Requirement – Look through the lines below and extract any with the word "horse".

Saved entries
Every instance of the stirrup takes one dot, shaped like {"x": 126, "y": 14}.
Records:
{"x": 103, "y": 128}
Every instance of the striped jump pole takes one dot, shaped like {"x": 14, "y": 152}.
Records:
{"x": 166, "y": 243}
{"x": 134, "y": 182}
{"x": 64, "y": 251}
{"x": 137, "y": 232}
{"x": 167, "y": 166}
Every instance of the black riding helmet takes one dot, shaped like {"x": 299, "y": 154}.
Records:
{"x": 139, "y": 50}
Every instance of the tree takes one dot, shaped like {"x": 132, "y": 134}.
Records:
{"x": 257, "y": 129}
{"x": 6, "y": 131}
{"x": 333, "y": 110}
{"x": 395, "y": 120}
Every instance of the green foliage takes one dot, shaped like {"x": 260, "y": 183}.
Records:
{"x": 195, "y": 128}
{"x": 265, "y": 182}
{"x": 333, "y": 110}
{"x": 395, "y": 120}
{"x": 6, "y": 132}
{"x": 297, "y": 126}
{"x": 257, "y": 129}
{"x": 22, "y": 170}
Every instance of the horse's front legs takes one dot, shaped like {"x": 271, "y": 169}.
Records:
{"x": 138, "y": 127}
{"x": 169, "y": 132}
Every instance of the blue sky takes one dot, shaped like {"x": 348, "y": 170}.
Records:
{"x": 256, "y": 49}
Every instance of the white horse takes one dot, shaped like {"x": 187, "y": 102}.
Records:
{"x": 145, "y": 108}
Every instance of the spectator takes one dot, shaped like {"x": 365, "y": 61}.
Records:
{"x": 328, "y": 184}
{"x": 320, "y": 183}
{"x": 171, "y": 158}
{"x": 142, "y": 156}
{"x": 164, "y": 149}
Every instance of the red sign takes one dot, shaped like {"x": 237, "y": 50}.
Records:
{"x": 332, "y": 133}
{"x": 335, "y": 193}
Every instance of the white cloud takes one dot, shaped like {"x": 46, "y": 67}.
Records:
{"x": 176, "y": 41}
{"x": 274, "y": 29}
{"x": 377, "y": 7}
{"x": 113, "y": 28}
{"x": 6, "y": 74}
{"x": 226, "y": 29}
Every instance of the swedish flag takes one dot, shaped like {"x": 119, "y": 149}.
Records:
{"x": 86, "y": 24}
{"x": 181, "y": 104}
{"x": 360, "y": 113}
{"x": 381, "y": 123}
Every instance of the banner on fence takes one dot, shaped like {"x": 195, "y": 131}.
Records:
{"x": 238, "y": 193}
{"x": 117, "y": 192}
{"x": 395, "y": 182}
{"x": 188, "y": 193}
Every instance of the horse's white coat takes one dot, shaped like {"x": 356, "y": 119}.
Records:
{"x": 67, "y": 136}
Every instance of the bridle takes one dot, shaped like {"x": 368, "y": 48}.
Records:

Answer to this exercise –
Every instance of the horse's front legs takes one dot, shaped like {"x": 271, "y": 169}.
Every instance of the white horse takes one dot, shaped like {"x": 187, "y": 102}.
Every instance of the horse's white coat takes one dot, shaped like {"x": 356, "y": 119}.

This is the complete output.